▶ The exercise:
Give only the items in the stretch from the line containing "TARGET = warthog's belly" through the line containing "[(97, 506), (145, 394)]" as a two-column CSV with the header item,answer and one row per item. Put each item's text and its answer in a single quoted field apiece, with line breaks replaced by spaces.

^^^^

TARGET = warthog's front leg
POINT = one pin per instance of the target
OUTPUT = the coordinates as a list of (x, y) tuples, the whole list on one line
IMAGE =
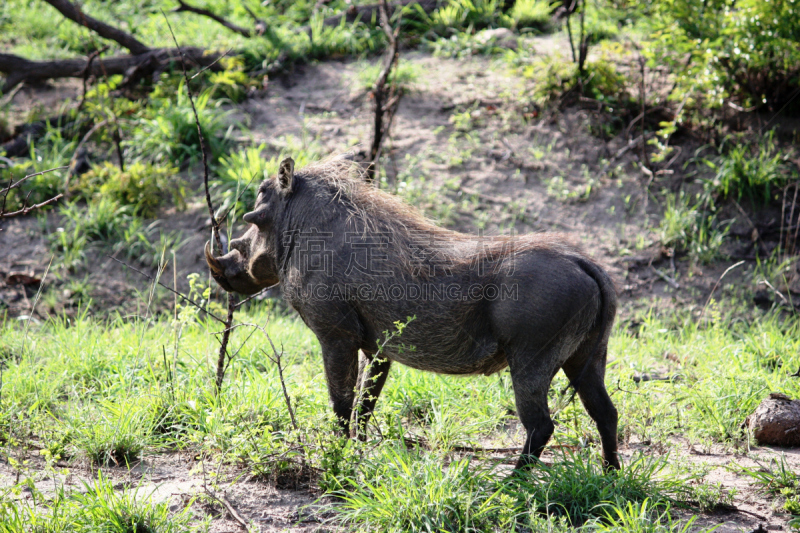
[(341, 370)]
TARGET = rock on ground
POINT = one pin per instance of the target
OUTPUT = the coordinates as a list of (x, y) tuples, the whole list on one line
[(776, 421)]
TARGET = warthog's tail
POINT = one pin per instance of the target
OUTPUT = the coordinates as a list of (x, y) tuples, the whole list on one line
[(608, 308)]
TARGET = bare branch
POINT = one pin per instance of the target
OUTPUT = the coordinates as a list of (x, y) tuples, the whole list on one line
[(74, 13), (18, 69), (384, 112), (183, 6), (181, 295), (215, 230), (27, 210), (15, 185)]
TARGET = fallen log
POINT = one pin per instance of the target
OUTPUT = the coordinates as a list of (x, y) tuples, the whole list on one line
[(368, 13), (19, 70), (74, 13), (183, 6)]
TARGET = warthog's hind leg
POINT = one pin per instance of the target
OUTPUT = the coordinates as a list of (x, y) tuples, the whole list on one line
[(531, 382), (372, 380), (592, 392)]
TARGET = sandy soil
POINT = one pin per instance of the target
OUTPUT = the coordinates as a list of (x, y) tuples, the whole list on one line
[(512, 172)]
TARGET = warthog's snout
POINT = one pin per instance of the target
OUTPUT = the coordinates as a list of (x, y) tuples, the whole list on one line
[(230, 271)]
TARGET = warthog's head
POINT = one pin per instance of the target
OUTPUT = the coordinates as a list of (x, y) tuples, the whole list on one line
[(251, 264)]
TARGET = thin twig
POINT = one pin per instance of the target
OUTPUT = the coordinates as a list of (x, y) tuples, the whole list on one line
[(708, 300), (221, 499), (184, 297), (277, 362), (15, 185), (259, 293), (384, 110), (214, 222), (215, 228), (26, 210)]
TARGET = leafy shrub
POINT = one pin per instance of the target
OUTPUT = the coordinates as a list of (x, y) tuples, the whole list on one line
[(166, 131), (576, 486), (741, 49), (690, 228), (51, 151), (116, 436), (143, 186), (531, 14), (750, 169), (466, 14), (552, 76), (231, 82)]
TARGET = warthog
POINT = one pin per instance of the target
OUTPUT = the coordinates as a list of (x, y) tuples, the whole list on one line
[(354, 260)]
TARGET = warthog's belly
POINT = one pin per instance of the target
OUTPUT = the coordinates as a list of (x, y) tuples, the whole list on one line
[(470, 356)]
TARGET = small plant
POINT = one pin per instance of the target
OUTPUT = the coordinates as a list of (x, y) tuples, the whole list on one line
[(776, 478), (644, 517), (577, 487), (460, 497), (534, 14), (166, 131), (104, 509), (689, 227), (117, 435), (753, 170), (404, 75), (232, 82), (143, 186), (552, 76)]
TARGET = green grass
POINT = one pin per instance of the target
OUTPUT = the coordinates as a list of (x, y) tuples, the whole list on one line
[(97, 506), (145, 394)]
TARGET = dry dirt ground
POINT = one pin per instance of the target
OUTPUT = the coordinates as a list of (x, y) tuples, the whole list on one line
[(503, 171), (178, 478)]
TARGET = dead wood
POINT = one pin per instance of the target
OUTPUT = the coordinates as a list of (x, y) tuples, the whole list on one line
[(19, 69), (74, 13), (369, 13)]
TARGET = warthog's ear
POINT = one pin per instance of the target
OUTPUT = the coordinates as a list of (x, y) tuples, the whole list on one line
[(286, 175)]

^^^^

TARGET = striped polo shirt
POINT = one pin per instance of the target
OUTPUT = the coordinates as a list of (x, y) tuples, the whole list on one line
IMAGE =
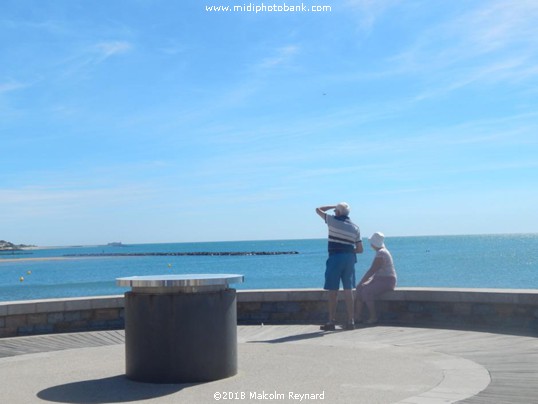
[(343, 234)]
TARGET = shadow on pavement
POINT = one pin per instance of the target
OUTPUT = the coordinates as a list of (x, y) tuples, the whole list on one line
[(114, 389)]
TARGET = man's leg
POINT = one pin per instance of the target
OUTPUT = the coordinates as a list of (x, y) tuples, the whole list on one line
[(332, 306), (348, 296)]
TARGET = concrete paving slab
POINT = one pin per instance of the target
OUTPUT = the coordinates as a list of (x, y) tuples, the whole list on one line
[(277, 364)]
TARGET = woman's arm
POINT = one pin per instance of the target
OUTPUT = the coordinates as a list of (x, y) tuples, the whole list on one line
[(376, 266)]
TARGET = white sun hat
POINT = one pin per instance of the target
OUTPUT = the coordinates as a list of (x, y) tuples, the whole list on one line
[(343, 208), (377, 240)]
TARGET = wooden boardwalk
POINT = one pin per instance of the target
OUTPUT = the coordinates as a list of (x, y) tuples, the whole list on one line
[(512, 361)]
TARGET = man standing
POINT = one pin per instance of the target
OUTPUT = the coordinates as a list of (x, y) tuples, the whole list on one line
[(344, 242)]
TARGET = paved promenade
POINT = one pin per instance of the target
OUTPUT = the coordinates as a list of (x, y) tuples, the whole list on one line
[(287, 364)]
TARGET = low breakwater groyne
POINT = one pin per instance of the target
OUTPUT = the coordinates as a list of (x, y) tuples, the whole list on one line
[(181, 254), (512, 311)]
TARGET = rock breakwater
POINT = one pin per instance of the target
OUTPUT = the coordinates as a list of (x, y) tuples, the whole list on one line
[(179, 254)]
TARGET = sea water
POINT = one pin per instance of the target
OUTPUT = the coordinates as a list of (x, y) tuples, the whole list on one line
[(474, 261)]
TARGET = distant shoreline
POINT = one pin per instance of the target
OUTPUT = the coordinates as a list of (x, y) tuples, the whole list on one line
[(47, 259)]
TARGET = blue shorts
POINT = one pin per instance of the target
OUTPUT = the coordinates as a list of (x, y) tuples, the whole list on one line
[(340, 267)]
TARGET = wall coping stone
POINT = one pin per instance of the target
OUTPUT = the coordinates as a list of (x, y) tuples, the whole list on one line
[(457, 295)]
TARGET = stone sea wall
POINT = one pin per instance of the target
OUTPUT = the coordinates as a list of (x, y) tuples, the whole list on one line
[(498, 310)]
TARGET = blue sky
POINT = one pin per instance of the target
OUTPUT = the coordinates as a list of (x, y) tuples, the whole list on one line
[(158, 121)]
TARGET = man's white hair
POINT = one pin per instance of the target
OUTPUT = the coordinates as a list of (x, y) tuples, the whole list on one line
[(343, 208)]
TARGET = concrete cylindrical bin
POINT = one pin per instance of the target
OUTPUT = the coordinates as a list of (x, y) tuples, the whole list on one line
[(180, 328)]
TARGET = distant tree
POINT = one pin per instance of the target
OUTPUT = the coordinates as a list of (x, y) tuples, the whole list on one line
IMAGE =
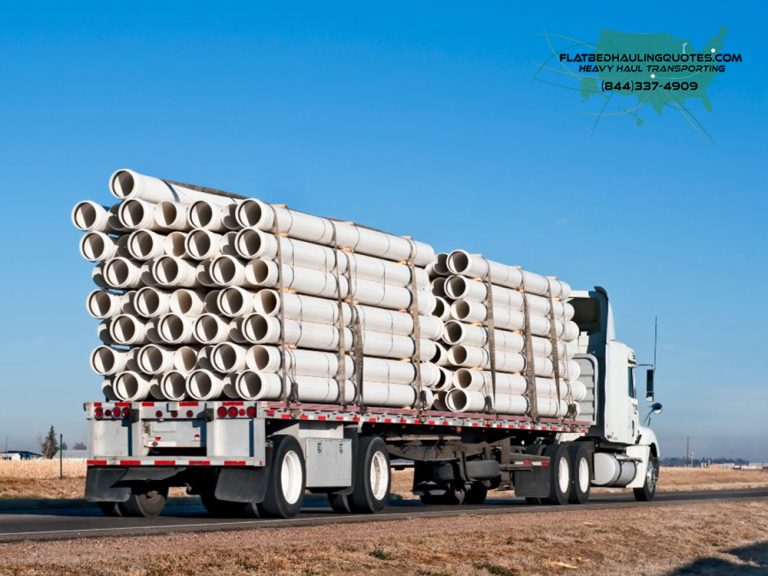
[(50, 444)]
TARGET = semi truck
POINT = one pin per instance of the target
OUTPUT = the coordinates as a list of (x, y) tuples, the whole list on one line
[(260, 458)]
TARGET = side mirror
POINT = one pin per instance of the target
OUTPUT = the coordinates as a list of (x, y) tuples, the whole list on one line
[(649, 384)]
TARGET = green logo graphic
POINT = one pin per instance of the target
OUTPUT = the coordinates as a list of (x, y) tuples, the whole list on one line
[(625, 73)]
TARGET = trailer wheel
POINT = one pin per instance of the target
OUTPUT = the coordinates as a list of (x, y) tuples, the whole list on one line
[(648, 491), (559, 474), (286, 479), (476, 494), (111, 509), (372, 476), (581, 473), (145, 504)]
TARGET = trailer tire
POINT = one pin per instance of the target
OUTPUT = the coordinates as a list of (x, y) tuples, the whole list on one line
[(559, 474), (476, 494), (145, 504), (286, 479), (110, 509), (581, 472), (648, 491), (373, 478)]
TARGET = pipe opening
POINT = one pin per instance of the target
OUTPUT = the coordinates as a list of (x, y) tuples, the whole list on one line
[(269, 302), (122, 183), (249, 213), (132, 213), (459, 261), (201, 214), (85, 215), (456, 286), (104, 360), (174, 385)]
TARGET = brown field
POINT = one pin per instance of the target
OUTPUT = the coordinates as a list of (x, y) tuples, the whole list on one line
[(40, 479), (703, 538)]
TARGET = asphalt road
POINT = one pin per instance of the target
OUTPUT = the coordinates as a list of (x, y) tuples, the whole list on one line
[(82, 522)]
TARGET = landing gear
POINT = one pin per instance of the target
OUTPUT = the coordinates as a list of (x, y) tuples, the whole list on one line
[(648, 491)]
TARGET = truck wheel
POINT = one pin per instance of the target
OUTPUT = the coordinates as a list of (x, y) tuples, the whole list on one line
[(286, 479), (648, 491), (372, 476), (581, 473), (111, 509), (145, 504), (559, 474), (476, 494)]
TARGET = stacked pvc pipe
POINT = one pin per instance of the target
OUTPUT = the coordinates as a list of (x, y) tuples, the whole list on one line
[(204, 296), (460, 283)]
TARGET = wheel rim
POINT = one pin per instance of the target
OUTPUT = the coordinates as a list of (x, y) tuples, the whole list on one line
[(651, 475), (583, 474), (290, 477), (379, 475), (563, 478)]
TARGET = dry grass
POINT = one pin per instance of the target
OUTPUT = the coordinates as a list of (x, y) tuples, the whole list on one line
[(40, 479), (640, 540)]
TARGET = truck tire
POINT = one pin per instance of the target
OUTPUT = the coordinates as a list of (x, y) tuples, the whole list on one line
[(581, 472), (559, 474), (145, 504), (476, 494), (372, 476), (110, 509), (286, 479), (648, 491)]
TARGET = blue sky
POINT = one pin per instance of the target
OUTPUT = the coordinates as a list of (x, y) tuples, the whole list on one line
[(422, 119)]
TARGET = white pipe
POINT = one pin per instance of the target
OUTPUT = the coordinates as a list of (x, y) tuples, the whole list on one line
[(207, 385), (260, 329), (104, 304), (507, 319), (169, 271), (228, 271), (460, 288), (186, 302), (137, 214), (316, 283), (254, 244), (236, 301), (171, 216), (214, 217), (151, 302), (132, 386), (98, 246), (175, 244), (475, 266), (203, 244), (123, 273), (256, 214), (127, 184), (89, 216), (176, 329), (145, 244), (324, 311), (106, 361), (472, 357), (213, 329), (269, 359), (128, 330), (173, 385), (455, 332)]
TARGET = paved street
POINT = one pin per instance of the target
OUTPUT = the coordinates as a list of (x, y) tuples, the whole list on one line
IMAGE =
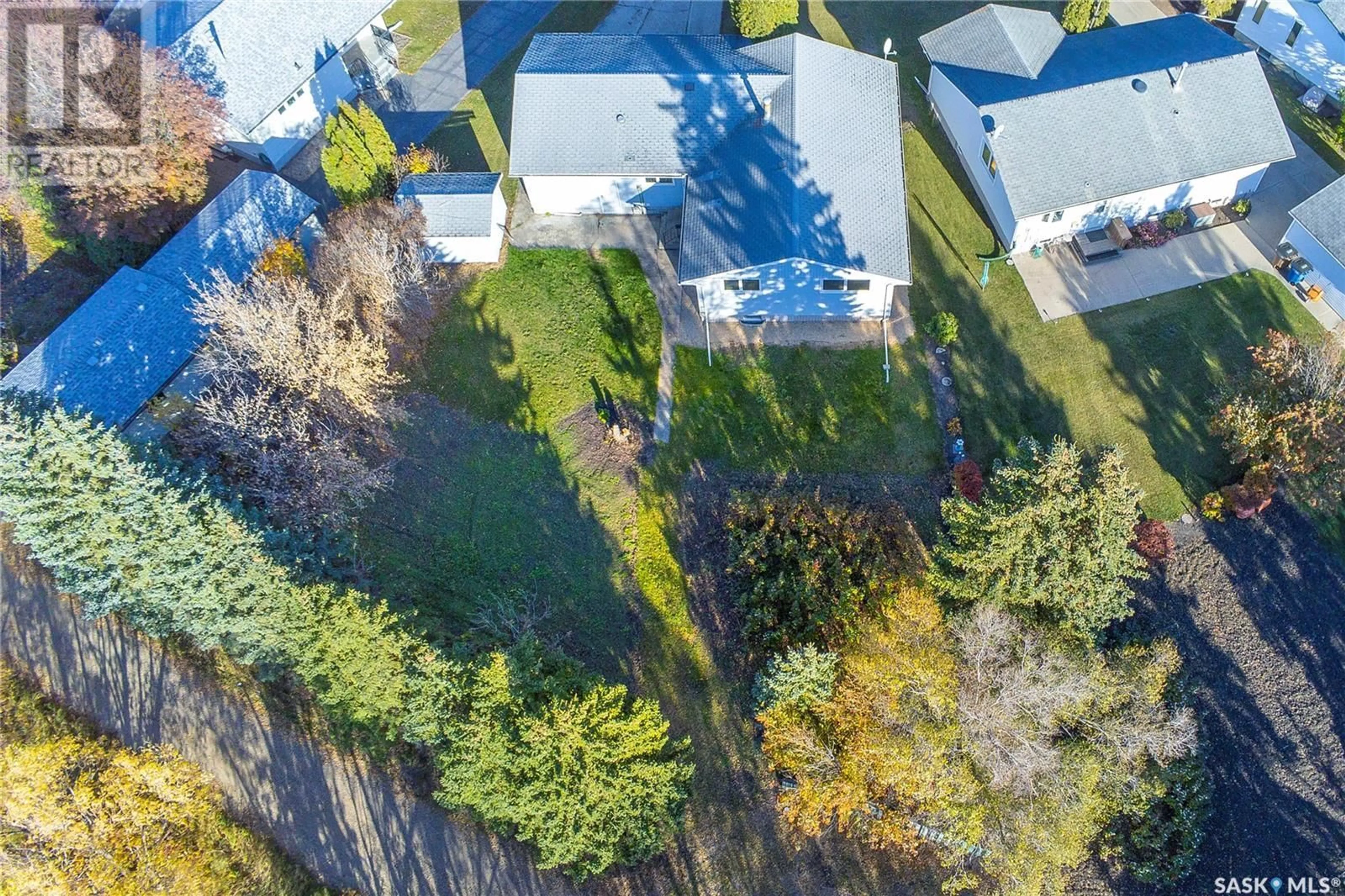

^^^^

▶ Written response:
item,answer
"TARGET = warthog's belly POINT = one pin per instance of the target OUTPUT = the coordinates as a list of (x, y) tuples, the whole list on one line","[(470, 356)]"
"TARGET = small plant POINT = one pin per instance of the target OUTPUT = the coordinates as a list of (x, y) tuples, the whole list on one line","[(776, 478), (644, 517), (577, 487), (460, 497), (534, 14), (166, 131), (104, 509), (689, 227), (117, 435), (753, 170), (404, 75), (232, 82), (143, 186), (552, 76)]"
"TARGET = green grass POINT = one pin per instance of the target OUTPUT = the coordinates as a list of (x, y) tuples, the whole list on one line","[(97, 506), (145, 394)]"